→ **Extrait de page**
● ● ● ●
LE THEATRE DU XVIIe AU XXIe SIECLE


EXTRAIT N°1: Le malade imaginaire, Acte III, scène 10
Argan, Béralde, Toinette (en médecin)

TOINETTE
Ignorantus, ignoranta, Ignorantum. Il faut boire votre vin pur, et, pour épaissir votre sang,
qui est trop subtil, il faut manger de bon gros bœuf, de bon gros porc, de bon fromage de
Hollande; du gruau et du riz, et des marrons et des oublies, pour coller et conglutiner. Votre
médecin est une bête. Je veux vous en envoyer un de ma main; et je viendrai vous voir de
temps en temps, tandis que je serai en cette ville.
ARGAN
Vous m'obligerez beaucoup.
TOINETTE
Que diantre faites-vous de ce bras-là?
ARGAN
Comment?
TOINETTE
Voilà un bras que je me ferais couper tout à l'heure, si j'étais que de vous.
ARGAN
Et pourquoi?
TOINETTE
Ne voyez-vous pas qu'il tire à soi toute la nourriture, et qu'il empêche ce côté-là de profiter?
ARGAN
Oui; mais j'ai besoin de mon bras.
TOINETTE
Vous avez là aussi un oeil droit que je me ferais crever, si j'étais à votre place.
ARGAN
Crever un oeil?
TOINETTE
Ne voyez-vous pas qu'il incommode l'autre, et lui dérobe sa nourriture? Croyez-moi, faites-
vous-le crever au plus tôt: vous en verrez plus clair de l’œil gauche.
ARGAN
Cela n'est pas pressé.
TOINETTE
Adieu. Je suis fâché de vous quitter si tôt; mais il faut que je me trouve à une grande
consultation qui doit se faire pour un homme qui mourut hier.
ARGAN
Pour un homme qui mourut hier?
TOINETTE
Oui: pour aviser et voir ce qu'il aurait fallu lui faire pour le guérir. Jusqu'au revoir.
ARGAN
Vous savez que les malades ne reconduisent point.
BERALDE
Voilà un médecin, vraiment, qui paraît fort habile!
ARGAN
Oui; mais il va un peu bien vite.
BERALDE
Tous les grands médecins sont comme cela.
● ● ● ●
Dites, s'il vous plaît, si chacune de ces affirmations concorde avec l'extrait du Malade imaginaire, en répondant par oui ou non et en citant les mots décisifs de l'extrait : (a) Toinette conseille à Argan de boire son vin pur. (b) Argan accepte de se faire crever l'œil droit sans attendre. (c) Béralde juge le médecin maladroit.

→ **Section des données**
● ● ● ●
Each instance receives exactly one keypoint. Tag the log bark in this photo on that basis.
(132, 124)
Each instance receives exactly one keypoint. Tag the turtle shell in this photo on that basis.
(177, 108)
● ● ● ●
→ **Résultat de l'exercice**
(a) Oui : « Il faut boire votre vin pur ».
(b) Non : « Cela n'est pas pressé. »
(c) Non : « Voilà un médecin, vraiment, qui paraît fort habile! »